Выбранный отрывок >>
★ ★ ★ ★ ★

На русском языке эти записи, хорошо известные всей остальной Европе, публикуются впервые. Их бы, наверное, не было, если бы не было крупнейшего немецкого поэта-романтика Брентано, современника Французской революции, Байрона и Пушкина. В общении со смертельно больной монахиней — на теле которой в последние годы ее жизни открылись стигматы — поэт провел с перерывами пять лет. Ко времени их знакомства он с решимостью возвратился в лоно католической церкви и до самой смерти своей героини (в 1824 году) жил неподалеку от Анны Катарины в небольшом городке Дюльмене, где всё записывал видения этой удивительной женщины.
К этой книге, о которой до сих пор идут споры, можно относиться по-разному. Но мне кажется, если подойти к чтению по крайней мере заинтересованно, невозможно не взволноваться. Многостраничное, подробное описание истязаний, которым солдаты подвергли Сына Человеческого, передает читателю настоящую физическую боль. Я говорю об этом потому, что при подготовке издания к печати мне выпало по просьбе редактора книги перенести в рабочие файлы текста корректорскую правку. Вспоминается, как несколько раз (а занимался я этим за городом, в Подмосковье, поздней ночью) я выбегал на крыльцо — такой невыносимой, давящей болью веяло от этих страшных, проникновенных сцен.
Необходимо сказать о замечательном переводчике. Писатель и бард Альфред Михайлович Солянов заканчивал свой труд смертельно больным. Он даже пропускал некоторые «второстепенные эпизоды», чтобы дотянуть до сцен Христова Воскресения. Успел. И — умер, так значительно завершив свой собственный земной крестный путь.
Я долго не понимал, как относиться к этой книге мистически. В этом мне помог священник Алексей Гостев, который в своем послесловии показал самое сложное: несмотря на то что перед нами — результат художественного соавторства визионерки-монахини и романтического поэта, это, без сомнения, подлинный религиозный опыт, а не самовнушение.
И еще: невозможно отделаться от мысли о неслучайности встречи Анны Катарины Эммерик именно с поэтом. К моменту их первой беседы лирический дар Брентано обрел вокруг себя внятный, спасительный для художника духовный покров. Он, без сомнения, понимал, что записывает, душа его трепетала. «Но тут я увидела, как сияющий Господь летел через скалы. Земля сотрясалась, и ангел в образе воина, как молния, ринулся с небес на гробницу, отодвинул камень вправо и уселся на него. Сотрясение было так велико, что переносные печки опрокинулись и пламя охватило все вокруг. Увидев это, стражники упали, словно потеряли сознание, и застыли неподвижно, как мертвые. Кассий, ослепленный сиянием, быстро пришел в себя, вошел в гробницу и, приоткрыв немного дверь, ощупал пустые пелены».

★ ★ ★ ★ ★

Извлечённые записи >>

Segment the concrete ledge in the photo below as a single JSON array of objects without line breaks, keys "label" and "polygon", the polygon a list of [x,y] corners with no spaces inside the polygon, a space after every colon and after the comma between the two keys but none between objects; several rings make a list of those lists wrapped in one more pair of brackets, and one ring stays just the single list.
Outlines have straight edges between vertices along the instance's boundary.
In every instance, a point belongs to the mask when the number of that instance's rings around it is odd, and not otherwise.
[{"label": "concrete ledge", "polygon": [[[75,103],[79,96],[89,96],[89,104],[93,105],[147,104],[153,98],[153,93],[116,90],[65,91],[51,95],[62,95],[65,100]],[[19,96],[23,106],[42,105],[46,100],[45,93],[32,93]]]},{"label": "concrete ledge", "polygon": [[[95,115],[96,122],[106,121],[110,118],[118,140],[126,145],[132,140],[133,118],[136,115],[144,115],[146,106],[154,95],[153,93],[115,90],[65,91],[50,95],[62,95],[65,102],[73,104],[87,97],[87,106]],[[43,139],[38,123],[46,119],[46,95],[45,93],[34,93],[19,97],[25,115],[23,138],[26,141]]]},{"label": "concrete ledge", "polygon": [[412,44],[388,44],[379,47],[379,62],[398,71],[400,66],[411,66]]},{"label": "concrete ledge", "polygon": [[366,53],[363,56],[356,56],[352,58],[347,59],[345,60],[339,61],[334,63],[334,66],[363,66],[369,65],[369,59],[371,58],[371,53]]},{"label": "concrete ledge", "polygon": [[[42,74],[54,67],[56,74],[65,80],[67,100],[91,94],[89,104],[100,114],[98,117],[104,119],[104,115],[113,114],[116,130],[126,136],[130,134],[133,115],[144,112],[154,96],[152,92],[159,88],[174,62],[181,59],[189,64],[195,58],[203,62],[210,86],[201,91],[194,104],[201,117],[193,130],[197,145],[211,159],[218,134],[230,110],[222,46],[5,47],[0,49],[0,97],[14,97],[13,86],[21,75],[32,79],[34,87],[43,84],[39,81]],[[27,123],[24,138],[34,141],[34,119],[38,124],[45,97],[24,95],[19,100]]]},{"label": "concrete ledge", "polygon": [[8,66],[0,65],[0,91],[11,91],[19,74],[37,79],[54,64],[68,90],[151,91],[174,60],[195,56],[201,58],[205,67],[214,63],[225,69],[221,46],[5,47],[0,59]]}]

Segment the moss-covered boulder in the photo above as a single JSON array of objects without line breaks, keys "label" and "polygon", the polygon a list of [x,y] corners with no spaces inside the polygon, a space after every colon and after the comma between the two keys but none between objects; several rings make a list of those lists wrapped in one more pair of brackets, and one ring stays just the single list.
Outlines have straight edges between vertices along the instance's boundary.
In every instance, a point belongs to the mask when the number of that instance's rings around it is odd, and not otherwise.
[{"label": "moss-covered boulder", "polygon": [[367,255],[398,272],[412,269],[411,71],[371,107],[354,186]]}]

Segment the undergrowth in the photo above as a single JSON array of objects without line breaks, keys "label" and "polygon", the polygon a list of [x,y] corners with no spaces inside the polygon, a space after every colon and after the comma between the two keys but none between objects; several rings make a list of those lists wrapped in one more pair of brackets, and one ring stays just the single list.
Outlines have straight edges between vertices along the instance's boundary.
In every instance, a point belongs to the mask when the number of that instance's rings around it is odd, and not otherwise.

★ ★ ★ ★ ★

Задания >>
[A] В каком городке, судя по отрывку о записях видений Анны Катарины Эммерик, жил Брентано, записывая её видения?
[B] Продолжите отрывок о записях видений Анны Катарины Эммерик, начиная сразу после его последнего предложения.

Ответы >>
[A] В небольшом городке Дюльмене.

[B]
Георгий Чистяков. Римские заметки/All’ombra di Roma. М., «Рудомино», 2003, 158 стр.
Не знаю, чье уж решение — издательства или самого автора — обозначить написавшего эту книгу не священником, а просто — писателем. Впрочем, это не важно. В голосе знаменитого московского батюшки (а этот голос я слышу сквозь все «культурологические» пассажи) звучит, скрепляя десятки имен, географические и архитектурные названия, итальянскую и латинскую речь, краски и шумы площадей, — несмолкающее любовное признание великому городу. В который раз, читая книги о. Георгия Чистякова, думаю о своей дерзкой догадке: он может писать, только когда собственный житейский и религиозный опыт соединяется с Промыслительным сигналом. Собственно римских работ, главным образом касающихся литературы, у автора вышло уже немало. Были, как мне помнится, и тексты о Риме. Не было, пожалуй, вот такой «Римской симфонии», где базилика Санта Мария Маджоре соединилась бы с «Римскими элегиями» Гёте, где Тассо вступил бы в разговор с Петраркой, а Микеланджело — с Овидием. Все римское тут замкнулось в некий поэтический круг и снова распахнулось в мир.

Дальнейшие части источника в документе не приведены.